## [The problem]
Repeat exactly, and only, the lines from the line bearing "Where can the window of" through the end of the material. Do not copy the pictures.

____ Record extracts

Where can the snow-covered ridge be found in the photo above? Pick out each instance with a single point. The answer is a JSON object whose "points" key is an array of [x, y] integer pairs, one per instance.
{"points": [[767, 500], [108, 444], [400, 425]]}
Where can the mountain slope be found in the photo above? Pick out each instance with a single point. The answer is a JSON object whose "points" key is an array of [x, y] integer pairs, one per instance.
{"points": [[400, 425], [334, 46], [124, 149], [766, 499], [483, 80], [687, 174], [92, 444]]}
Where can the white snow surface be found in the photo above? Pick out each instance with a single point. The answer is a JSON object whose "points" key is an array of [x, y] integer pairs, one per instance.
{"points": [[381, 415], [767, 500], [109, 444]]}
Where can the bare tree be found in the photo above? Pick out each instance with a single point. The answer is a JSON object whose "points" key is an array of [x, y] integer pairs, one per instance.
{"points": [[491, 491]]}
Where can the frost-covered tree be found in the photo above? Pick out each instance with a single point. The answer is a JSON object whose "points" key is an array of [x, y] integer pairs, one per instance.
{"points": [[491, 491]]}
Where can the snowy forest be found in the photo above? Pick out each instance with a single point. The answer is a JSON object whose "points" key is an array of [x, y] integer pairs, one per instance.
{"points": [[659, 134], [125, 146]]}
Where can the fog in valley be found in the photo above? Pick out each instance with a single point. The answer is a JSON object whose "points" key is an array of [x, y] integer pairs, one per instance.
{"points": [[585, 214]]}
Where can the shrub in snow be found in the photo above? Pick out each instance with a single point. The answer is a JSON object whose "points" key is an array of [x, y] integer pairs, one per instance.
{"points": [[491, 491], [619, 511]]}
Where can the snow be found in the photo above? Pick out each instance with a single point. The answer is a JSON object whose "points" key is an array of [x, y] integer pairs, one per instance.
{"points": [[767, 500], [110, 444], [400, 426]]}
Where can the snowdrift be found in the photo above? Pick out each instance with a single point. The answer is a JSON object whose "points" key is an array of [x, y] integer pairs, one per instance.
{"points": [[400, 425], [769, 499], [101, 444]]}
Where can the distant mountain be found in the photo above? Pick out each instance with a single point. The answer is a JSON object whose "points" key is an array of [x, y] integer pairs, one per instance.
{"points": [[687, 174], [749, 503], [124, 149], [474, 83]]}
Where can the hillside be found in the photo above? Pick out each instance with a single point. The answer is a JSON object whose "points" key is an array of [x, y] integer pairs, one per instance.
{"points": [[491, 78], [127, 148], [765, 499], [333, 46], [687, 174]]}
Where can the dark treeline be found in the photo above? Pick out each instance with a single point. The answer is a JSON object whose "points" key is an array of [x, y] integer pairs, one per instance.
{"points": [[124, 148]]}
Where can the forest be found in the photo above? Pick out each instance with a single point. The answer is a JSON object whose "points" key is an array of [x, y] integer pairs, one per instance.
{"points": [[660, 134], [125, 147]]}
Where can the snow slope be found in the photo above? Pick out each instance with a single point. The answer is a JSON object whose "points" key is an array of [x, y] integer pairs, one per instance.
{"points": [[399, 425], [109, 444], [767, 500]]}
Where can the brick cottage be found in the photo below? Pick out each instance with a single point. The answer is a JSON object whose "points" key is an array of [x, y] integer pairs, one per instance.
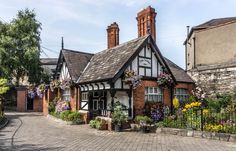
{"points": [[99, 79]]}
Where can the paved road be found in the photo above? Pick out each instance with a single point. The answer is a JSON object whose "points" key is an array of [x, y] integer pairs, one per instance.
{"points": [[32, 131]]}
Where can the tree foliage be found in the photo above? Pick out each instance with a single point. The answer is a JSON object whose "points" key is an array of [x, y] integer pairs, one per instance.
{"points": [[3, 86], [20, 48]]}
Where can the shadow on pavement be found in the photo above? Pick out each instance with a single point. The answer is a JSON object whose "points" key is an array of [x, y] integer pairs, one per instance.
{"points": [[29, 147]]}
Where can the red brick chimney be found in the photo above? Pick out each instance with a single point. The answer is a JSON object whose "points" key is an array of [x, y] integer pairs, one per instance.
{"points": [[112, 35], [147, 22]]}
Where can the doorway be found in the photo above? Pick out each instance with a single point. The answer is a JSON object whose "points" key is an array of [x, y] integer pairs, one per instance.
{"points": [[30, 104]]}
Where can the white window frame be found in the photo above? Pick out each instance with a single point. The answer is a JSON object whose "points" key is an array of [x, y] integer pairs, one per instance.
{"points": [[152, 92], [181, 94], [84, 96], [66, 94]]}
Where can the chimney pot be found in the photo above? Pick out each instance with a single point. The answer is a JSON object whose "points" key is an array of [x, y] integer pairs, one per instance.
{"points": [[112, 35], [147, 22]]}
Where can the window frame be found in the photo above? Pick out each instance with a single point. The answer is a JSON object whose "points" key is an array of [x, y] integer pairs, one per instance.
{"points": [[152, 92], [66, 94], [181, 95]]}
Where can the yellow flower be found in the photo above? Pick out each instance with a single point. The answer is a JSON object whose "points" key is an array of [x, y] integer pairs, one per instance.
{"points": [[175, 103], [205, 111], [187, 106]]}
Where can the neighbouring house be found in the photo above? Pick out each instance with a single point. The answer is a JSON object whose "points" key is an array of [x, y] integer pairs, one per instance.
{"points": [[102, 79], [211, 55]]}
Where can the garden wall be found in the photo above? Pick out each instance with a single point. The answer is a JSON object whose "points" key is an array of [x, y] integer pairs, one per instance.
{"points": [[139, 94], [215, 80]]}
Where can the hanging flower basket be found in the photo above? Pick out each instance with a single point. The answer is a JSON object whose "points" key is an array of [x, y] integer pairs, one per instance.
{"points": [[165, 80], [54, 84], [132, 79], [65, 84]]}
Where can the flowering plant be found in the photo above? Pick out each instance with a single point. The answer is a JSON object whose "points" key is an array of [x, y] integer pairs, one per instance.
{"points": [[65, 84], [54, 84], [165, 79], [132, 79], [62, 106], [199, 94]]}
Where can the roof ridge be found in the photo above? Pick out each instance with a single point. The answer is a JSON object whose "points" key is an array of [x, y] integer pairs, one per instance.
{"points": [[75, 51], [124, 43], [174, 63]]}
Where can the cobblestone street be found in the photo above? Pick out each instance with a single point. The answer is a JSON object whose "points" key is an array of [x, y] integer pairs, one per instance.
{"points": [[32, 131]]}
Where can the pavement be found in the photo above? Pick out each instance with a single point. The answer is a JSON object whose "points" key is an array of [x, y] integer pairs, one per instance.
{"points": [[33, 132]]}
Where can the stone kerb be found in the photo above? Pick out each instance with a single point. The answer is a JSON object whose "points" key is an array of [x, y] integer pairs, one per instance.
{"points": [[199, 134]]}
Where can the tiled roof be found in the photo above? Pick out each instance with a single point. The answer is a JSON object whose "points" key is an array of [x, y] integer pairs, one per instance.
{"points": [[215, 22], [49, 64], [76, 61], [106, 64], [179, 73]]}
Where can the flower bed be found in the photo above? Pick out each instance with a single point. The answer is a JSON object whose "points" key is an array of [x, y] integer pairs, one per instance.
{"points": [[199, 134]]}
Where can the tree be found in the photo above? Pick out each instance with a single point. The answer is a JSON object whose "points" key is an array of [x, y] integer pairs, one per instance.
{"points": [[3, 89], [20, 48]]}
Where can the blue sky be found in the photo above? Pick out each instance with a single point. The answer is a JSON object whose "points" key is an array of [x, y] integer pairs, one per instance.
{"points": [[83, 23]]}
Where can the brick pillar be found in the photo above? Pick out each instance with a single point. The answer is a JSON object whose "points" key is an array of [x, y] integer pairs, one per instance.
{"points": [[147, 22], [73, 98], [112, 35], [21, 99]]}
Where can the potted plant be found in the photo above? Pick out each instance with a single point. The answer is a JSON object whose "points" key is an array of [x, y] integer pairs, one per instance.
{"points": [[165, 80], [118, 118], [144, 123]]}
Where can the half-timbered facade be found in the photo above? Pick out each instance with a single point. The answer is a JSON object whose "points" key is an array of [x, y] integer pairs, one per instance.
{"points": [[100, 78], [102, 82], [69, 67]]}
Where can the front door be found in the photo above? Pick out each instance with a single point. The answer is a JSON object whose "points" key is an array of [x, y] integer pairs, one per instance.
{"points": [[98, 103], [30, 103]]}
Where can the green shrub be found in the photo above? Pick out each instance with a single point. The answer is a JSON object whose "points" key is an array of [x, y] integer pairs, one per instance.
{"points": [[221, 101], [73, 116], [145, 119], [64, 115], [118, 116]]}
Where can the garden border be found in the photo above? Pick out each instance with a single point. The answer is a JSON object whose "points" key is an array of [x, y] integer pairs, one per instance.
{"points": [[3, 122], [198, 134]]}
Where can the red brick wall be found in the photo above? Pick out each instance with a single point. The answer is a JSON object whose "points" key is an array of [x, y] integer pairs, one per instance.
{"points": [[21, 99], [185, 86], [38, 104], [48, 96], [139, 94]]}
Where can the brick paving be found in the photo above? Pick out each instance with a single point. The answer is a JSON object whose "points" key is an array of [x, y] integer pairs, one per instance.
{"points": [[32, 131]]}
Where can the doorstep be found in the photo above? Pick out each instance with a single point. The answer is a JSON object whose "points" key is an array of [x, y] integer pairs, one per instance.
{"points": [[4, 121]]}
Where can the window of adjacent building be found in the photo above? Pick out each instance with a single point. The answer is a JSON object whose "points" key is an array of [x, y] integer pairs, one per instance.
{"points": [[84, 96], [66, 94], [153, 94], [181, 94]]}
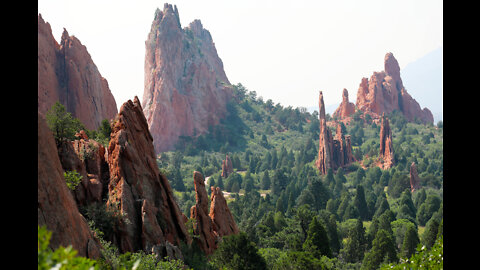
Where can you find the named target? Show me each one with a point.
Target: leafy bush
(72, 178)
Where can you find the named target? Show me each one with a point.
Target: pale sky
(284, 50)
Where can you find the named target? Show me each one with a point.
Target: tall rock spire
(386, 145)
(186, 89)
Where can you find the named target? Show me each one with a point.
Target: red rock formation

________

## [The answer]
Where can the window of adjacent building be found in the photo above? Pick out each instance with a single point. The answer is a JSON object whose "points" key is an array of [x, y] integer pairs, one per instance.
{"points": [[84, 96], [66, 94], [153, 94], [181, 94]]}
Where can you find the named target? Show me each one with a point.
Target: leafy bush
(72, 178)
Where can you find the named target? Show me each one with a point.
Target: pale sky
(284, 50)
Where can you find the named target? Show me each one with a point.
Target: tall rock spire
(386, 145)
(186, 89)
Where can you find the named target? Show me each one with a point.
Target: red rock formation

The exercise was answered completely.